### DATA SUPPLIED
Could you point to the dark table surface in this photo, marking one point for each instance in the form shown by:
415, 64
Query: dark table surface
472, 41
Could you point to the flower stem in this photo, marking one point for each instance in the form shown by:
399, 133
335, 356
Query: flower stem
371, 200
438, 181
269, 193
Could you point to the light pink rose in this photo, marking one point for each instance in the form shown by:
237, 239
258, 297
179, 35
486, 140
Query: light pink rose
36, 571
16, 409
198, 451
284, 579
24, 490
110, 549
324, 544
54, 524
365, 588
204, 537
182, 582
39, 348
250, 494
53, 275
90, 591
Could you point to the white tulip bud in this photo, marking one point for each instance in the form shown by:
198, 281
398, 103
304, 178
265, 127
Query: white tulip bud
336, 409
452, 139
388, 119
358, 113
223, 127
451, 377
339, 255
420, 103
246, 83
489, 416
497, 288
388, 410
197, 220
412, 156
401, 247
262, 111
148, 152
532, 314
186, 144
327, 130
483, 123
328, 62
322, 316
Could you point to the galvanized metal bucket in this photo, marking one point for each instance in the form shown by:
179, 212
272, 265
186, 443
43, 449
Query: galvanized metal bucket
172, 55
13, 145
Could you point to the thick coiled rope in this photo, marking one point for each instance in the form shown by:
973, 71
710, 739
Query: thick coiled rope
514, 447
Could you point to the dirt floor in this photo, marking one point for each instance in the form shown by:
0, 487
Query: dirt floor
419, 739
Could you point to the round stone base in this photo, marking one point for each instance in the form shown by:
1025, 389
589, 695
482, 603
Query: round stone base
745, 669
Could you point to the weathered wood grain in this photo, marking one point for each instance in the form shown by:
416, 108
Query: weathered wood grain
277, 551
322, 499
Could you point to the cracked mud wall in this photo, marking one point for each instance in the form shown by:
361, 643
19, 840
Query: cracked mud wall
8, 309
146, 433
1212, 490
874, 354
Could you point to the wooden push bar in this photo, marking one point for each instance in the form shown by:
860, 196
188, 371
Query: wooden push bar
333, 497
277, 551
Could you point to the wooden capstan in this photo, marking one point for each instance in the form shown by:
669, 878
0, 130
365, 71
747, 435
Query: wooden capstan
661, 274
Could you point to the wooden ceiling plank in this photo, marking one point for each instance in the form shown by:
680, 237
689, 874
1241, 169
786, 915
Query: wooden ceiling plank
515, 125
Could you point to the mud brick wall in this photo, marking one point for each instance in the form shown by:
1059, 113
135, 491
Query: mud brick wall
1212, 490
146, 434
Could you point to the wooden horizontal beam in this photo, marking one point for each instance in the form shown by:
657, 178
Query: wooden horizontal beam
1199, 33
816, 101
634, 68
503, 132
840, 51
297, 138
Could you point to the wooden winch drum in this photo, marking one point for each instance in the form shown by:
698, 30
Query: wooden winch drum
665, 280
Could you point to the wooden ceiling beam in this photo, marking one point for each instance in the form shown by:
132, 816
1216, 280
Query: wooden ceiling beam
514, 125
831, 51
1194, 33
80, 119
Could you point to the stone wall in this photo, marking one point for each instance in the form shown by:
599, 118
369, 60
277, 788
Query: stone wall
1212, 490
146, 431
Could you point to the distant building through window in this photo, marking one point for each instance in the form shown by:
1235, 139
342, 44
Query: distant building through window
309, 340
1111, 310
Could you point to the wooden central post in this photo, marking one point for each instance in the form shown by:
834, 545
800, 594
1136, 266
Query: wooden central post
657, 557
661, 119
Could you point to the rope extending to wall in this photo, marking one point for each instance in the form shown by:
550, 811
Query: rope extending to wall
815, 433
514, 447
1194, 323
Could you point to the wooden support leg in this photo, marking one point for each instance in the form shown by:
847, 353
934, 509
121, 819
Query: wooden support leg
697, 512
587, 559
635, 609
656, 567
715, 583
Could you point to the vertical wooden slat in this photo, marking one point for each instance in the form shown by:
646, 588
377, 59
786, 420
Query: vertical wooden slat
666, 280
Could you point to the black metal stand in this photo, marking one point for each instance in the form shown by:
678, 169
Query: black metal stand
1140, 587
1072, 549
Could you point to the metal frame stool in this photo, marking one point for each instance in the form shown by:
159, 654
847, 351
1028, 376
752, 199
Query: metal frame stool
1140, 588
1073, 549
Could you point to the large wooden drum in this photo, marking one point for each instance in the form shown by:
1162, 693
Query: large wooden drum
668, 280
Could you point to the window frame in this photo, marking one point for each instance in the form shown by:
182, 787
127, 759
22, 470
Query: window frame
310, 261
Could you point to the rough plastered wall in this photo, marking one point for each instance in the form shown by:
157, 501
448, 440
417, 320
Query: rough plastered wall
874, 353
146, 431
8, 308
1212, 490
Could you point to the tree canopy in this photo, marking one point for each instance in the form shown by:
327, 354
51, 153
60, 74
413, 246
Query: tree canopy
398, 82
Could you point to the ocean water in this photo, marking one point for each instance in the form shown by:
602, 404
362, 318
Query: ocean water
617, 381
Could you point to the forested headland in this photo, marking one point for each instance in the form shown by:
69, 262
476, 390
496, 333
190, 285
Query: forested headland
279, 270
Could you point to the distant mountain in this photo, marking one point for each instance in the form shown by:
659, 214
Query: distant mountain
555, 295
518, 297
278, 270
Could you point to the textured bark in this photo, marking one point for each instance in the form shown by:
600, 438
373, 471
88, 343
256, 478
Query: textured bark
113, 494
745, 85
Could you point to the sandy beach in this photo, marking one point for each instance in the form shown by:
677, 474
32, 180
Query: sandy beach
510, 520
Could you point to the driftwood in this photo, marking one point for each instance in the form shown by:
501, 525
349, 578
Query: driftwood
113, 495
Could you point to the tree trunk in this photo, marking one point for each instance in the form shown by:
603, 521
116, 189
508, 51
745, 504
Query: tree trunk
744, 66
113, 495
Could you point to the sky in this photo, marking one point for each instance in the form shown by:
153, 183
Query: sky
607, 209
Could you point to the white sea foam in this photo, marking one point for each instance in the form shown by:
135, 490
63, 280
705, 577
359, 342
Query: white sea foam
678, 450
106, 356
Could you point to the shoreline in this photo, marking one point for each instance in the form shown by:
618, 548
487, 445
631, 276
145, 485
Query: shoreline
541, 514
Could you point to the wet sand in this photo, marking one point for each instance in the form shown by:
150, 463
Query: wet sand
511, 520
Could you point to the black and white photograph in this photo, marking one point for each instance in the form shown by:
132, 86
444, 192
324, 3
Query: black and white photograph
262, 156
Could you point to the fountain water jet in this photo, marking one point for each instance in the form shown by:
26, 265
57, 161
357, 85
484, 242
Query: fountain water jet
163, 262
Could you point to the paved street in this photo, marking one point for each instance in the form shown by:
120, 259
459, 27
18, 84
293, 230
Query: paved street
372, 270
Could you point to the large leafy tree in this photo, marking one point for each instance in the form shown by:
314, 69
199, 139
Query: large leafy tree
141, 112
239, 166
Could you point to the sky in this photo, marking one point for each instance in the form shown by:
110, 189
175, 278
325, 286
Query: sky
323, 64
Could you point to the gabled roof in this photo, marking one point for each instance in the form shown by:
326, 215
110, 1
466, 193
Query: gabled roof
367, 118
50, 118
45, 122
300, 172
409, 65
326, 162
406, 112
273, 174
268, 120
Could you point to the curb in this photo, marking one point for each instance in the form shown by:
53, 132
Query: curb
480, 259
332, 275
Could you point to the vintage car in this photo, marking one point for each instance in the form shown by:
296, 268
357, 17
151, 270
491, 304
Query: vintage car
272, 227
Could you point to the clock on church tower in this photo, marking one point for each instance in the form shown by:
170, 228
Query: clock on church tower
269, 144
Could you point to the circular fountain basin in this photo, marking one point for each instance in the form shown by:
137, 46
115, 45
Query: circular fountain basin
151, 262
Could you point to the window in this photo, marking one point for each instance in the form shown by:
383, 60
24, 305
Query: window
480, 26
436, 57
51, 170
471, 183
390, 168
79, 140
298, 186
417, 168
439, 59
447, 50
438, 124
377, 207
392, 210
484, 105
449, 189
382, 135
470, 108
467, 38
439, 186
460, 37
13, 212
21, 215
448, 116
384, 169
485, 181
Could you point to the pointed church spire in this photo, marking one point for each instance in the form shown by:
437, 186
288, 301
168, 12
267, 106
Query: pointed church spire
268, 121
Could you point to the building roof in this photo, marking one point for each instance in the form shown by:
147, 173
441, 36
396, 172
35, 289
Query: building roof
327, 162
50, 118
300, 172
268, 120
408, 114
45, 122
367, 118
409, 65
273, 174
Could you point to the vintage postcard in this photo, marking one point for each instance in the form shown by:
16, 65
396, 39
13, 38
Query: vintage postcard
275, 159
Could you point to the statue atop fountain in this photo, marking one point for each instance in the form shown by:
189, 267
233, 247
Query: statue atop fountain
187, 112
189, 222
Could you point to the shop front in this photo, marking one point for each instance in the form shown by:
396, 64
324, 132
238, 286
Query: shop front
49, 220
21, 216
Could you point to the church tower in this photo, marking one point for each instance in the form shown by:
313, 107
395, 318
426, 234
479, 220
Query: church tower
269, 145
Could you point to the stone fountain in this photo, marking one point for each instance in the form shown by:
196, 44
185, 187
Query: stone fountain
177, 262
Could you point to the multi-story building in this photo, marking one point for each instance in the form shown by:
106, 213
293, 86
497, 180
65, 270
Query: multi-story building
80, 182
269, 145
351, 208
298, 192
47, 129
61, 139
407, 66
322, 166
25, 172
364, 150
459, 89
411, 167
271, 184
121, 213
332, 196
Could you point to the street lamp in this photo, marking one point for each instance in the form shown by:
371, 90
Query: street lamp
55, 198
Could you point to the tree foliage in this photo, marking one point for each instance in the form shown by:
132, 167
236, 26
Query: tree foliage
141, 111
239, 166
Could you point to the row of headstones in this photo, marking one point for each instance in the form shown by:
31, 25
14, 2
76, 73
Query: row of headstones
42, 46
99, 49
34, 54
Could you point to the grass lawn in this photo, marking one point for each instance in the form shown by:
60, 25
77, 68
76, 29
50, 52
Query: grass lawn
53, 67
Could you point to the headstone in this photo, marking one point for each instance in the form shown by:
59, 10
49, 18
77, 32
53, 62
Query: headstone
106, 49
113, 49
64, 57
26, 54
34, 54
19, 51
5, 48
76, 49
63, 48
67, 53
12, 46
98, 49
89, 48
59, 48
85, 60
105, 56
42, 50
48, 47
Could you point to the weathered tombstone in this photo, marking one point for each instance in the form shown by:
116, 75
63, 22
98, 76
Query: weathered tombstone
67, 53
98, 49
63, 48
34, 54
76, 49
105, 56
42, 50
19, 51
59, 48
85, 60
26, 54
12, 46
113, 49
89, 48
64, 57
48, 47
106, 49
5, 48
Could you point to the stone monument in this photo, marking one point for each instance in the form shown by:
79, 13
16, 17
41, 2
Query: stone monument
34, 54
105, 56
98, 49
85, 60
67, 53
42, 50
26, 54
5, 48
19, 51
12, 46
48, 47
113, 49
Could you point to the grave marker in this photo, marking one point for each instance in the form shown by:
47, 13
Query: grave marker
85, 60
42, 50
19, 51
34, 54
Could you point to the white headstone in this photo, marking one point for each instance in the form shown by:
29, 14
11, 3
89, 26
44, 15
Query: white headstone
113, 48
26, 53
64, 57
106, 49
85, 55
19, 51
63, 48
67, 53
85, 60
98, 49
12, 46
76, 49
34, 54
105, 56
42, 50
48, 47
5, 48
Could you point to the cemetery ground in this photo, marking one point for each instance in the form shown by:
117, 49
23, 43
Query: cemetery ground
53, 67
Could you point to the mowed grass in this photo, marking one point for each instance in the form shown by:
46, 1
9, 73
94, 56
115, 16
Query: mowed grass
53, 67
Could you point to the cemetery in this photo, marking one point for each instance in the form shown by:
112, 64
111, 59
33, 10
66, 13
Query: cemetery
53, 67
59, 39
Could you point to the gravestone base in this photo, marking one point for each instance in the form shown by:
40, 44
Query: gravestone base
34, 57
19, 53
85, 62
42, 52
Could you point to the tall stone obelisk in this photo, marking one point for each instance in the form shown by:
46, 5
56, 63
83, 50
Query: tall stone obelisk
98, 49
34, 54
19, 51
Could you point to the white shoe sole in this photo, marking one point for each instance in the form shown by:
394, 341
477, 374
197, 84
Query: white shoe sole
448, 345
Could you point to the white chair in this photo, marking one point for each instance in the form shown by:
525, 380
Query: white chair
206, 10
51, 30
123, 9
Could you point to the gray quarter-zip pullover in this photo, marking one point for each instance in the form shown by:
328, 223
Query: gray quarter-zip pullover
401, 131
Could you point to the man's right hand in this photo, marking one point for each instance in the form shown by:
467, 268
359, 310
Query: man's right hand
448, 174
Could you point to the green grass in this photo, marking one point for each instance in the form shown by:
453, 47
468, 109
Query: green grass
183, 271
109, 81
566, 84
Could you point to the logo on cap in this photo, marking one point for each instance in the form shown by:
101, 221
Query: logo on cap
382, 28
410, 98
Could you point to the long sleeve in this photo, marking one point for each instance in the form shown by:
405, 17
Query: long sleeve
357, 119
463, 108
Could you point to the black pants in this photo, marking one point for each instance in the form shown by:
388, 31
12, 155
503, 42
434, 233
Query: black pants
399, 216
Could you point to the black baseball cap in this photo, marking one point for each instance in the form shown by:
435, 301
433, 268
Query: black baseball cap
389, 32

### AIM OF THE TASK
Would you quote, exactly and only, the lines from the one containing "Could you point to the cemetery in" to the end of the entries?

### EXERCISE SOLUTION
Could you point to the cemetery in this photo, marking one point for each instance in the form shown by:
112, 64
111, 59
33, 10
66, 13
Query: cemetery
53, 67
59, 39
Could you point to the gravestone base in this photo, marking one point for each instance in the form shown by:
40, 44
Query: gravestone base
34, 57
19, 53
85, 62
42, 52
Could you point to the tall stone obelisk in this photo, marking one point for each instance in the form shown by:
46, 5
56, 63
83, 50
Query: tall stone obelisk
98, 49
34, 54
19, 51
Could you point to the white shoe sole in this photo, marking one point for each instance in the form shown by:
394, 341
477, 374
197, 84
Query: white shoe sole
448, 345
Could you point to the white chair in this photo, marking one point for each instance in the form shown by:
525, 380
Query: white chair
206, 10
51, 30
123, 9
Could you point to the gray quarter-zip pullover in this photo, marking one point for each instance in the form shown by:
328, 223
Query: gray quarter-zip pullover
401, 131
Could you point to the man's right hand in this photo, marking one point for each instance in the form shown by:
467, 268
359, 310
Query: man's right hand
448, 174
Could you point to the green grass in this photo, marking one point for each instance in the form shown by:
453, 47
468, 109
Query: green grass
183, 271
109, 81
566, 84
Could you point to the logo on cap in this photo, marking one point for each instance in the form shown by:
101, 221
Query: logo on cap
382, 28
410, 98
Could you point to the long sleeve in this photo, marking one point for each instance in the form shown by:
405, 17
Query: long sleeve
357, 119
463, 108
Could you point to the black pants in this photo, marking one point for each instance in the form shown by:
388, 31
12, 155
503, 42
434, 233
Query: black pants
399, 216
Could you point to the black baseball cap in this photo, marking one point for each instance in the form shown by:
435, 301
433, 268
Query: black baseball cap
389, 32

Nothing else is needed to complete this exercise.